[start Document]
However, there is a more fundamental issue to be considered. The framework of this legislation, unlike the 1925 Act, strikes a clear balance between the legal principles that overarch the land registration system, which should be contained in primary legislation, and the more detailed supportive provisions which are more appropriately left to secondary legislation where they can be updated more readily. We have touched on that aspect on a number of occasions tonight.

The general rule-making provision which addresses the detail of the form, content and service of notices is set out in paragraph (5) of Schedule 10. The rules made using those powers will be subject to the scrutiny of the Land Registration Rule Committee. It is in that forum that the exact details of what should be said to make the recipient of the notice understand what is at issue should be decided.

There is one further issue. The primary legislation will be used by the Land Registry and the rule committee as the guiding force behind the rule-drafting exercise. It is perhaps wrong to signal to them that these two issues are of particular significance. I am sure that noble Lords will agree that there are other issues of equal weight that should also appear on the face of the notice and which perhaps may differ from the circumstances in which the application for cancellation is made.
[end Document]
[start Provided records]
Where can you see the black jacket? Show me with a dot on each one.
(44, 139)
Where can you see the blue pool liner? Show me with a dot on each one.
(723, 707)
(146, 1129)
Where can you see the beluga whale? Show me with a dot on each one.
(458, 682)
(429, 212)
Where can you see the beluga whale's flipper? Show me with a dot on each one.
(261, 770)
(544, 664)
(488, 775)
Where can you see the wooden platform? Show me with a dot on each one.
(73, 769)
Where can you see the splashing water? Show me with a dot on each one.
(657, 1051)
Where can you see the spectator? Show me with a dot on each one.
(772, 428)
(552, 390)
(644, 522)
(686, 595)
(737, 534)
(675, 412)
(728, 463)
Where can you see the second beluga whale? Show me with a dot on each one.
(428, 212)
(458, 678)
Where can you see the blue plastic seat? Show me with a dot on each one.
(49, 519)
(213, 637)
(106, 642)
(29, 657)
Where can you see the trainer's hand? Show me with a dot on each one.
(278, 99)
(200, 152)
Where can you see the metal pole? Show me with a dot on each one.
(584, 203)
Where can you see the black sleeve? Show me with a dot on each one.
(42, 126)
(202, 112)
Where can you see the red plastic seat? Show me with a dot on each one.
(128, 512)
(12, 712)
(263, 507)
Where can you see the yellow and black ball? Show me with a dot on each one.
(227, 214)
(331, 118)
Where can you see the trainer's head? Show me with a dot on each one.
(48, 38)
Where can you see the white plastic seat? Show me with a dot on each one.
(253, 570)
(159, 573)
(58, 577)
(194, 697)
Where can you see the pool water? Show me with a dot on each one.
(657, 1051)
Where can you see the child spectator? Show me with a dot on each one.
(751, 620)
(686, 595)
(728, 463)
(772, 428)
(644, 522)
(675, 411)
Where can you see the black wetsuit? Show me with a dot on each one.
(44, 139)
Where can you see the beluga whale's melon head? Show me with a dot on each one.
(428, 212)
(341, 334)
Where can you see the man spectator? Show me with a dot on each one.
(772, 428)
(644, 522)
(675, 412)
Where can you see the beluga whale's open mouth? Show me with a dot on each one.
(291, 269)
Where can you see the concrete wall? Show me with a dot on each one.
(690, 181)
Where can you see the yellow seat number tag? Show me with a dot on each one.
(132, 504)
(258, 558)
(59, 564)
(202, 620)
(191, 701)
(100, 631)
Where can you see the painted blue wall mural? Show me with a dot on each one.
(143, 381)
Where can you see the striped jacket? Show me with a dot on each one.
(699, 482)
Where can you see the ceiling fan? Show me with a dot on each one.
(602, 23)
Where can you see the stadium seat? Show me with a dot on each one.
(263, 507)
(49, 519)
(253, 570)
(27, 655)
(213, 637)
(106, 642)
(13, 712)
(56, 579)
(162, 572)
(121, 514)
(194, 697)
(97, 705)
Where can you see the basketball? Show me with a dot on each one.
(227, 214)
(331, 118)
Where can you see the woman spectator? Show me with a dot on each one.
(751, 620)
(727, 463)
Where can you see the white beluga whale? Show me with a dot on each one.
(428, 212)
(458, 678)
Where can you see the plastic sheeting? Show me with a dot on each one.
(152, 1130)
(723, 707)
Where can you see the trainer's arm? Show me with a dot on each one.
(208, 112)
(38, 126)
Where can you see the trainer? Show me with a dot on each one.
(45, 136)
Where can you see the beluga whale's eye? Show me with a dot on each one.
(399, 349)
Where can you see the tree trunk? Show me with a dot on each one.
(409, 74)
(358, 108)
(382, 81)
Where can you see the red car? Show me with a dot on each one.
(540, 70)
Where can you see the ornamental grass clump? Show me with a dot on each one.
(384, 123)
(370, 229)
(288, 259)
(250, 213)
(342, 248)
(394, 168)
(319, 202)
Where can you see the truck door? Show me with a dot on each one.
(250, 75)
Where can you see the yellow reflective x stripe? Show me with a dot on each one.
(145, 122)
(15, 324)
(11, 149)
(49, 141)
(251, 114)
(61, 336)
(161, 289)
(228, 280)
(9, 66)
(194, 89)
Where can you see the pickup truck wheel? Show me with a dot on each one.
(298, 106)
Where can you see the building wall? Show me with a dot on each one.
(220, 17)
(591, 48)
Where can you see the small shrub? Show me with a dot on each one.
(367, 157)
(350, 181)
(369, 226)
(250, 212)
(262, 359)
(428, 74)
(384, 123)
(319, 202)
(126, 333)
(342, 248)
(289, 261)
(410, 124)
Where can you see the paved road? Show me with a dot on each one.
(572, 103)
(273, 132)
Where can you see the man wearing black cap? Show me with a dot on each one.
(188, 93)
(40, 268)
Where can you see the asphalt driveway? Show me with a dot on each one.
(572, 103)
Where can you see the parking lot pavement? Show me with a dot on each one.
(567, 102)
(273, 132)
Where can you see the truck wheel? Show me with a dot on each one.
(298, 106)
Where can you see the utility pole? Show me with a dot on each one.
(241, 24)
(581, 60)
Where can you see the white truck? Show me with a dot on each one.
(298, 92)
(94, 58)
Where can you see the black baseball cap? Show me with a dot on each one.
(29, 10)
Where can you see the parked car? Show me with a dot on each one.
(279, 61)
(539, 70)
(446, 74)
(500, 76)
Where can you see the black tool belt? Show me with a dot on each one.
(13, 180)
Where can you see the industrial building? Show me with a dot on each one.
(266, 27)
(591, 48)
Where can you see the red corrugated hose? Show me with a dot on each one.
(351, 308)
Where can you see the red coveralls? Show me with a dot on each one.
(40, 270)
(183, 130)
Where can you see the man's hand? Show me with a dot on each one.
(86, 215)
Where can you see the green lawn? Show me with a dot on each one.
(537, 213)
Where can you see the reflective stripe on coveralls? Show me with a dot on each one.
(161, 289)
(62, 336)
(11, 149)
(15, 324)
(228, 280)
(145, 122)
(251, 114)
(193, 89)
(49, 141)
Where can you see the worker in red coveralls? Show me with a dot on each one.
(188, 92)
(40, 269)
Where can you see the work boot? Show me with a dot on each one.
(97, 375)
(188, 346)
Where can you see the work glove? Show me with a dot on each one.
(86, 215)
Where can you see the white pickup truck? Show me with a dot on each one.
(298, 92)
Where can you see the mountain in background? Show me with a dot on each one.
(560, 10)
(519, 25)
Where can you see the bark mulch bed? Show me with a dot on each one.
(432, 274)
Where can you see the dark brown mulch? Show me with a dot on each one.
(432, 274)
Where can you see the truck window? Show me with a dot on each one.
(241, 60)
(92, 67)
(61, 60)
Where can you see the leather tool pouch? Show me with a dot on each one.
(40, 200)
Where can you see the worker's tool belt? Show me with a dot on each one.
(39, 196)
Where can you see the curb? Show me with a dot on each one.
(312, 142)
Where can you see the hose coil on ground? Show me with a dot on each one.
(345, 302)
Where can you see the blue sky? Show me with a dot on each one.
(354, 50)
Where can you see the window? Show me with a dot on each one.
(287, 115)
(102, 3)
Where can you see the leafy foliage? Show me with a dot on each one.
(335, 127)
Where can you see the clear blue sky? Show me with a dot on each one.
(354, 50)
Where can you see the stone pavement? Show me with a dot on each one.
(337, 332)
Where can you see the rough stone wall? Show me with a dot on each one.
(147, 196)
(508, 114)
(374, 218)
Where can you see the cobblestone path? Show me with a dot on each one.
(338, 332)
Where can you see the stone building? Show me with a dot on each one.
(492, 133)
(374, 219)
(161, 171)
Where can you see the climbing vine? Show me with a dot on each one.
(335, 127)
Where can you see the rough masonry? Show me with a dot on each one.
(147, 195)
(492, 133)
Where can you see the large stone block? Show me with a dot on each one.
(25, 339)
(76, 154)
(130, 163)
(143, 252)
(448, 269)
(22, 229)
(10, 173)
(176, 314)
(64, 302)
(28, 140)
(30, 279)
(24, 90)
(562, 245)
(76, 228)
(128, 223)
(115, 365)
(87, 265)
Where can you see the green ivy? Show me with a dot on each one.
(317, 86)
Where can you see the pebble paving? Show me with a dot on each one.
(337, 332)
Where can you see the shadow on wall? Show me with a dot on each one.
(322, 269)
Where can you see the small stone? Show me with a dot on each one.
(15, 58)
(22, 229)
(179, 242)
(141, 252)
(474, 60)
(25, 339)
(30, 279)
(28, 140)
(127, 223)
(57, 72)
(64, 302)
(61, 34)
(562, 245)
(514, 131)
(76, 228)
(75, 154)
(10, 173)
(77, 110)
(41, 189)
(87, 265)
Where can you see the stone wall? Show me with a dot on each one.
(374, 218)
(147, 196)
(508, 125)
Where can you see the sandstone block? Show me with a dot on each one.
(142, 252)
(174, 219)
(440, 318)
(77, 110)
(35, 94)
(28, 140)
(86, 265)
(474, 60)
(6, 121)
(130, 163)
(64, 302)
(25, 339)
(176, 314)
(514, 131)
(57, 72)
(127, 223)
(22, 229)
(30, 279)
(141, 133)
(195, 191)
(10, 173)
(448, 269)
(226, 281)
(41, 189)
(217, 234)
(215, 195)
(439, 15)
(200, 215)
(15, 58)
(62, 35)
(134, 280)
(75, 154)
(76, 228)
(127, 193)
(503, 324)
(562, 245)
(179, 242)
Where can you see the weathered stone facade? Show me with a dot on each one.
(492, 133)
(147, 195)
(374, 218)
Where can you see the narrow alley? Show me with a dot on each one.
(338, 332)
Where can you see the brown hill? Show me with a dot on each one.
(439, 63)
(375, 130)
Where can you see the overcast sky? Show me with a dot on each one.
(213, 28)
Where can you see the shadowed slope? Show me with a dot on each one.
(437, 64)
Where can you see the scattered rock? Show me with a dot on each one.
[end Provided records]
* **List of tasks**
1) In the land registration text, where is the general rule-making provision on the form, content and service of notices set out?
2) Rewrite the land registration text starting at the words "The general rule-making" and stopping after "cancellation is made.", with "Land Registry" replaced by "HM Land Registry".

* **Solutions by task**
1) It is set out in paragraph (5) of Schedule 10.

2)
The general rule-making provision which addresses the detail of the form, content and service of notices is set out in paragraph (5) of Schedule 10. The rules made using those powers will be subject to the scrutiny of the Land Registration Rule Committee. It is in that forum that the exact details of what should be said to make the recipient of the notice understand what is at issue should be decided.

There is one further issue. The primary legislation will be used by the HM Land Registry and the rule committee as the guiding force behind the rule-drafting exercise. It is perhaps wrong to signal to them that these two issues are of particular significance. I am sure that noble Lords will agree that there are other issues of equal weight that should also appear on the face of the notice and which perhaps may differ from the circumstances in which the application for cancellation is made.